┌────────

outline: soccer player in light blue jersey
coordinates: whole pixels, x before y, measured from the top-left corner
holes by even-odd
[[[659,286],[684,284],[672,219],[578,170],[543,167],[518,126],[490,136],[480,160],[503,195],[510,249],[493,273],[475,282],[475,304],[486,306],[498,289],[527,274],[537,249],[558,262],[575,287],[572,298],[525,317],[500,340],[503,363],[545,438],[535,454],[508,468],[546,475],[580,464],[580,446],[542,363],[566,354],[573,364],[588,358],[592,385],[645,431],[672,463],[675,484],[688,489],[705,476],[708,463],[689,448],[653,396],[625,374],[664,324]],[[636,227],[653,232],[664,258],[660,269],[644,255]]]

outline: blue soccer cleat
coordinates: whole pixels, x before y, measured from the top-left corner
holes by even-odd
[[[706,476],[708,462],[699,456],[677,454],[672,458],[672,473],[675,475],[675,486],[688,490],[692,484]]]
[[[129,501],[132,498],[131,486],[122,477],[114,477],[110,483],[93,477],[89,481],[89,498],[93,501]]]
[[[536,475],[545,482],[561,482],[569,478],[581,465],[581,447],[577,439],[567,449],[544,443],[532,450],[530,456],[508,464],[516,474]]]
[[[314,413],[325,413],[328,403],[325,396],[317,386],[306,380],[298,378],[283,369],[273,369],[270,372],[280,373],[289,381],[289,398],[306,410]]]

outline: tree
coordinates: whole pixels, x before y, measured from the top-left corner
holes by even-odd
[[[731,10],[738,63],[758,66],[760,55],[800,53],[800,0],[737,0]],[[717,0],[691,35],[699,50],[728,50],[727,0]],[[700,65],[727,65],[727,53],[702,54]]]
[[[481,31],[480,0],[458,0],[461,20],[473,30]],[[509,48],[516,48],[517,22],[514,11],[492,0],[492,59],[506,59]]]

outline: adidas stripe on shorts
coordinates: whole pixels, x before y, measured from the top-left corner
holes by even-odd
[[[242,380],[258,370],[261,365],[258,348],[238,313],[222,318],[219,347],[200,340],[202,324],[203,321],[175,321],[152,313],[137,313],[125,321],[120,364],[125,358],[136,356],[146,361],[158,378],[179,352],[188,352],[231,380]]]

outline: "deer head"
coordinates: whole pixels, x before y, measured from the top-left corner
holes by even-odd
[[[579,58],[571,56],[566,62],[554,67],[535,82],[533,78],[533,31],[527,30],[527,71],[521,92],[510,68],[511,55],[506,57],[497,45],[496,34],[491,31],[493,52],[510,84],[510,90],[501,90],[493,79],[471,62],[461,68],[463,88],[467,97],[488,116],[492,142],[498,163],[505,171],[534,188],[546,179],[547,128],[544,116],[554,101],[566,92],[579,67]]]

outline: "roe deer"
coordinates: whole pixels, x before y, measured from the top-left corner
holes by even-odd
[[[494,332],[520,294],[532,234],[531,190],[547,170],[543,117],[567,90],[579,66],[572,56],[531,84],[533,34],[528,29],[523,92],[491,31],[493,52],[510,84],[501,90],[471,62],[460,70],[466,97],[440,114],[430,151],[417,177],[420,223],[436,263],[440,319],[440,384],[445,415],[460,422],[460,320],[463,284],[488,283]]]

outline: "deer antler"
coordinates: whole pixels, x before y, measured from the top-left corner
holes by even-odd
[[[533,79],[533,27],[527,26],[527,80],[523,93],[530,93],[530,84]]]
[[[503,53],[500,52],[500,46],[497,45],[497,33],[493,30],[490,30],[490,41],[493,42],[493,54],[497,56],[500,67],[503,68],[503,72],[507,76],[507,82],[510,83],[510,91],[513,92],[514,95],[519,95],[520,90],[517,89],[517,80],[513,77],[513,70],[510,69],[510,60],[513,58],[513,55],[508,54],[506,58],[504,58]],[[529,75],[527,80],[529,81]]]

└────────

- **Assigned task**
Each line carrying the string "blue" should be copied out from the entries.

- **Reply to the task**
outline: soccer player in light blue jersey
outline: blue soccer cleat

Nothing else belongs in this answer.